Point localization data
────
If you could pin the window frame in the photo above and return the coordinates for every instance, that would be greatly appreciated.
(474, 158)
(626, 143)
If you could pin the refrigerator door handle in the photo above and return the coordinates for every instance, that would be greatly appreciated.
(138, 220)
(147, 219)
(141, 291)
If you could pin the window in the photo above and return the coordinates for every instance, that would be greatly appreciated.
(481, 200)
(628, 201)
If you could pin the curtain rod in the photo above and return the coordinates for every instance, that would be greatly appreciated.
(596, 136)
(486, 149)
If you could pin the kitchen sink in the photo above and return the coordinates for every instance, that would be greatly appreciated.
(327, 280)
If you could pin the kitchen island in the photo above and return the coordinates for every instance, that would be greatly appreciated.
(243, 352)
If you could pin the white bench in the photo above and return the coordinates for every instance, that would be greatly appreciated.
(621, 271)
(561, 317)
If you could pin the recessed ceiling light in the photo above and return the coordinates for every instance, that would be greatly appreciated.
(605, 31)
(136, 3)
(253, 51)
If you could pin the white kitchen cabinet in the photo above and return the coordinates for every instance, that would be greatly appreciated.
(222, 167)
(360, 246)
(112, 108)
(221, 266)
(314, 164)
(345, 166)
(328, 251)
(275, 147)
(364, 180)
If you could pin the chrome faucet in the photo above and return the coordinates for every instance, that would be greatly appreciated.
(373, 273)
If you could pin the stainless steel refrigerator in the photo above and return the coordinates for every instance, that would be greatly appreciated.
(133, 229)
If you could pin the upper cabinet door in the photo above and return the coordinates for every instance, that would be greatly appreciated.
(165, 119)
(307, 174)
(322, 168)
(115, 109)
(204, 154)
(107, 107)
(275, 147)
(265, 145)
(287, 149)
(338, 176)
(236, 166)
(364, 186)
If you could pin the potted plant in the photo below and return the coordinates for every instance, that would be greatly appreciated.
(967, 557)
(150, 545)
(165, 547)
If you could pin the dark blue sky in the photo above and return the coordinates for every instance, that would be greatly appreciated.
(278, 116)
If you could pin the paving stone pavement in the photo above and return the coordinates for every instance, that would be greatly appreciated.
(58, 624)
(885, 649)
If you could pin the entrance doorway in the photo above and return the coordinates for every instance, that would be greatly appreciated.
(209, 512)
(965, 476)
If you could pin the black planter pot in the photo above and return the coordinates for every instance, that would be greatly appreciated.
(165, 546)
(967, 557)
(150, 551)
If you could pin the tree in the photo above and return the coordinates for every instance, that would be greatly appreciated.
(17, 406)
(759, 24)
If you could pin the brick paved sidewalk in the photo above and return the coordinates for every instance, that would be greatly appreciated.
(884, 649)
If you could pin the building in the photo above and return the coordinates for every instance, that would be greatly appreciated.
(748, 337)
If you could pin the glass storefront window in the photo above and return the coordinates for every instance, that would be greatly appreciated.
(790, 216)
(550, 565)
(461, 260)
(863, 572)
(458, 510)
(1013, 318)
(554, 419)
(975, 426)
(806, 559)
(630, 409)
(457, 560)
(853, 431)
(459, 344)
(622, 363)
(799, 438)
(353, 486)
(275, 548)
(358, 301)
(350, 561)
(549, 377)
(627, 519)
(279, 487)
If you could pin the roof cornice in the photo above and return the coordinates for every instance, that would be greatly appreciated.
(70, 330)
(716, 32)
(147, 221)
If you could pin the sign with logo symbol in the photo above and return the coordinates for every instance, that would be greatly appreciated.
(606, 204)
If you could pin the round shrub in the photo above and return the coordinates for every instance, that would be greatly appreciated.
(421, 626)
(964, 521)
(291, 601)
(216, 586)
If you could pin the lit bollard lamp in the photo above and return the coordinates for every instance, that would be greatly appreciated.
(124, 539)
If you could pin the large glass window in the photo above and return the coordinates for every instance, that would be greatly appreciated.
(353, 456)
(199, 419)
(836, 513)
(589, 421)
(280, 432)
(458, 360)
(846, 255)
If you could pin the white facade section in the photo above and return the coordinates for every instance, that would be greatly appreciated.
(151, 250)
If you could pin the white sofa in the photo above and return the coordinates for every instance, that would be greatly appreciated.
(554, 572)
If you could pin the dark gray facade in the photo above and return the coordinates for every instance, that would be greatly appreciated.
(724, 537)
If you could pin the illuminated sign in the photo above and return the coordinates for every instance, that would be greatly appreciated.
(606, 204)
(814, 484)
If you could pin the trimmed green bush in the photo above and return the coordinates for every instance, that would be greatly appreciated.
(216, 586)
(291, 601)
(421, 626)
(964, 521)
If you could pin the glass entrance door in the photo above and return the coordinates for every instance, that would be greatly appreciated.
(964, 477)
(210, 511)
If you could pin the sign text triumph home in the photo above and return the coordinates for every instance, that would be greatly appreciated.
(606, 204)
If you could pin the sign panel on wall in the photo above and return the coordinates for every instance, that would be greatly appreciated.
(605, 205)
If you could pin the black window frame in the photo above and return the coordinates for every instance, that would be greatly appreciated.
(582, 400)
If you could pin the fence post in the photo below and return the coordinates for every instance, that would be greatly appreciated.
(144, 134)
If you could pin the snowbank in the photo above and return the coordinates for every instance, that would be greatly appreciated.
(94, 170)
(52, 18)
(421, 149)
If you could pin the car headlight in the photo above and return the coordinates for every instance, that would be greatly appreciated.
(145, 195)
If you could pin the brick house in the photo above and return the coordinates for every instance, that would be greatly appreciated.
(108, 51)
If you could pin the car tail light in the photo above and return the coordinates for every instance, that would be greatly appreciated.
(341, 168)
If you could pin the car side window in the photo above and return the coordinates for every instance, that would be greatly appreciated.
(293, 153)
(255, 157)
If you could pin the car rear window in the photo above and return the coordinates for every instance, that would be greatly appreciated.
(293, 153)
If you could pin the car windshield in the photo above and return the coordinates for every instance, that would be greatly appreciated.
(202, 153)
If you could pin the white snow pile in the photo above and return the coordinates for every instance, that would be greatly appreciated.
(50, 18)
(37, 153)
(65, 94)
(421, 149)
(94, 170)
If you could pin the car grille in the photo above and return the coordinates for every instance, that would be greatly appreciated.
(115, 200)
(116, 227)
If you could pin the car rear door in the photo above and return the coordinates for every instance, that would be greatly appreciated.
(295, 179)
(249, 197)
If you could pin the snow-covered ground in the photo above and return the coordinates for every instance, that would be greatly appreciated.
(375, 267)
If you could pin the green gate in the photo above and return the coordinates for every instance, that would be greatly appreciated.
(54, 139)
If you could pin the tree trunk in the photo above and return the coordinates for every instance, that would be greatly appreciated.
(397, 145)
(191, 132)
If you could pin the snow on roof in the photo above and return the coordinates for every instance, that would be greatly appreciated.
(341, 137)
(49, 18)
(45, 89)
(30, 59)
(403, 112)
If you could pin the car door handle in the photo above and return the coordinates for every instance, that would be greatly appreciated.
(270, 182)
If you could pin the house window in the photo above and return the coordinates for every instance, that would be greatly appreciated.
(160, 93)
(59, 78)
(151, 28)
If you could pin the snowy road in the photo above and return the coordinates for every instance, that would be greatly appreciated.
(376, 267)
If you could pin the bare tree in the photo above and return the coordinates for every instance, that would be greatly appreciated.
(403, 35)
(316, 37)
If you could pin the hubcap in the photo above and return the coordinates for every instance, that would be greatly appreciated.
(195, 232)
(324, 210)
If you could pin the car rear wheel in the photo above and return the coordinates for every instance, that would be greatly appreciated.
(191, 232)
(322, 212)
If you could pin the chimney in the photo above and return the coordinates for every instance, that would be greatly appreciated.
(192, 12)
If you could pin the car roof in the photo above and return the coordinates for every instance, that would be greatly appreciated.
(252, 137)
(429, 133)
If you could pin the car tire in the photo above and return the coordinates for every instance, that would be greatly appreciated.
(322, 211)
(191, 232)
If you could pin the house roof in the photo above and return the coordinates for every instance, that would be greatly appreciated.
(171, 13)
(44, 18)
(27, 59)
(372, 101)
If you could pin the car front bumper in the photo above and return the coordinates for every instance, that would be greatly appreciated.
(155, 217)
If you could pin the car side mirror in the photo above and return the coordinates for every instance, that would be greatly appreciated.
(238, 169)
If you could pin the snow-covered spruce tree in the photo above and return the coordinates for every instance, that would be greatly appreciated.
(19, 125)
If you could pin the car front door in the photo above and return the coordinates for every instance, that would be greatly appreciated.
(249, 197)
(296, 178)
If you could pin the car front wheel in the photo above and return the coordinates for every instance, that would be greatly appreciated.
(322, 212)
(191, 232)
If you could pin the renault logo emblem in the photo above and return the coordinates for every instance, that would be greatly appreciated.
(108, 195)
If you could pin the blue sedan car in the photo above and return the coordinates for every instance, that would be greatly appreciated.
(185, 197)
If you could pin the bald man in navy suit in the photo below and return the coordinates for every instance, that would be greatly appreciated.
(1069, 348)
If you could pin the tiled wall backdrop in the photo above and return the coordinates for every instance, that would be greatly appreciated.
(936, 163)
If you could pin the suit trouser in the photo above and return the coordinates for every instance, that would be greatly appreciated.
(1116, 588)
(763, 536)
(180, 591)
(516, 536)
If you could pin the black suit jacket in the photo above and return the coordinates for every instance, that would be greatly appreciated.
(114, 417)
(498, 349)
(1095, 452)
────
### PROBLEM DETAILS
Each line from the one with "If you could pin the blue" through the last line of the records above must be retyped exactly, and no other line may be given.

### RESPONSE
If you could pin the blue sedan car in the photo above and return the coordinates for every instance, that would be greatly appreciated.
(185, 197)
If you could pin the bald man in navy suit in the photo below and return the coordinates for every instance, that would be greatly appreciated.
(1069, 348)
If you could pin the tiled wall backdrop in the photo above and return the coordinates for every instance, that would be greatly appreciated.
(936, 163)
If you could pin the suit trouser in the photo above and return the coordinates for every instance, that would be greatly appreciated.
(1116, 588)
(763, 536)
(180, 591)
(516, 536)
If you could pin the black suit jacket in the photo above and return the coordinates for every instance, that would be greatly appreciated.
(114, 417)
(498, 349)
(1095, 452)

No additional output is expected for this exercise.